Given exercise: For the passage below on the control program, answer yes or no to whether each statement agrees with it and quote the deciding words: (a) the program can be stored on a CD or DVD; (b) the computer that reads the program must be located at the earth's surface; (c) the systems shown in FIG. 1, 2, or 3 can be controlled from the remote real time operating center 1330.

BEGIN Page

In one embodiment, a computer program for controlling the operation of one or the systems shown in FIG. 1, 2, or 3 is stored on a computer readable media 1305, such as a CD or DVD, as shown in FIG. 13. In one embodiment a computer 1310, which may be the same as computer in the surface equipment 130 (FIG. 1), data gathering computer 215 (FIG. 2), or the computer 340 (FIG. 3), or a computer located below the earth's surface, reads the computer program from the computer readable media 1305 through an input/output device 1315 and stores it in a memory 1320 where it is prepared for execution through compiling and linking, if necessary, and then executed. In one embodiment, the system accepts inputs through an input/output device 1315, such as a keyboard, and provides outputs through an input/output device 1315, such as a monitor or printer. In one embodiment, the system stores the results of calculations in memory 1320 or modifies such calculations that already exist in memory 1320.

In one embodiment, the results of calculations that reside in memory 1320 are made available through a network 1325 to a remote real time operating center 1330. In one embodiment, the remote real time operating center 1330 makes the results of calculations available through a network 1335 to help in the planning of oil wells 1340, in the drilling of oil wells 1340, or in production of oil from oil wells 1340. Similarly, in one embodiment, the systems shown in FIG. 1, 2, or 3 can be controlled from the remote real time operating center 1330.

END Page
BEGIN Material

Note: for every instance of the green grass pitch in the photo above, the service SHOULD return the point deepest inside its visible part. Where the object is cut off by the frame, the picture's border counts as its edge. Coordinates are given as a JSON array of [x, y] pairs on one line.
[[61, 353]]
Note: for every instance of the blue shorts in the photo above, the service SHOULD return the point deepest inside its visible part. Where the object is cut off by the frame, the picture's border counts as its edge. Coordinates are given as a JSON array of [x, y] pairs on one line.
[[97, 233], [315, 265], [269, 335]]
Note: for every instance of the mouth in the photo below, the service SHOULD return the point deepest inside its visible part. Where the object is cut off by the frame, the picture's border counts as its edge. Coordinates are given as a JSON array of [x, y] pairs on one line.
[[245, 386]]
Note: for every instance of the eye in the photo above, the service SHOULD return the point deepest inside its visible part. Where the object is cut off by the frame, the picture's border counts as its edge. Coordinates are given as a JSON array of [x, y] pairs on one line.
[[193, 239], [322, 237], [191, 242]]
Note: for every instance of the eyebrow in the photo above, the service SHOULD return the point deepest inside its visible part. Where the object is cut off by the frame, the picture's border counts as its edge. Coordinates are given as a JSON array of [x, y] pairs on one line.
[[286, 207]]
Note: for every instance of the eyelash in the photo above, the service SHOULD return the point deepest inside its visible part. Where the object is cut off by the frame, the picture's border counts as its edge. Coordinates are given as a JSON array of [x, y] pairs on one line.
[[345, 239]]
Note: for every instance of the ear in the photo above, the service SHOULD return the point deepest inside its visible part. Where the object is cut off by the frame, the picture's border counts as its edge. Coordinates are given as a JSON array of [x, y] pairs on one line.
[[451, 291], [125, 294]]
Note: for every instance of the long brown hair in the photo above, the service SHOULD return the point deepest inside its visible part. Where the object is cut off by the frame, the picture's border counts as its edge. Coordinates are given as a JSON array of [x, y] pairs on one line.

END Material

Reply to the task:
(a) Yes: "stored on a computer readable media 1305, such as a CD or DVD"
(b) No: "or a computer located below the earth's surface"
(c) Yes: "the systems shown in FIG. 1, 2, or 3 can be controlled from the remote real time operating center 1330"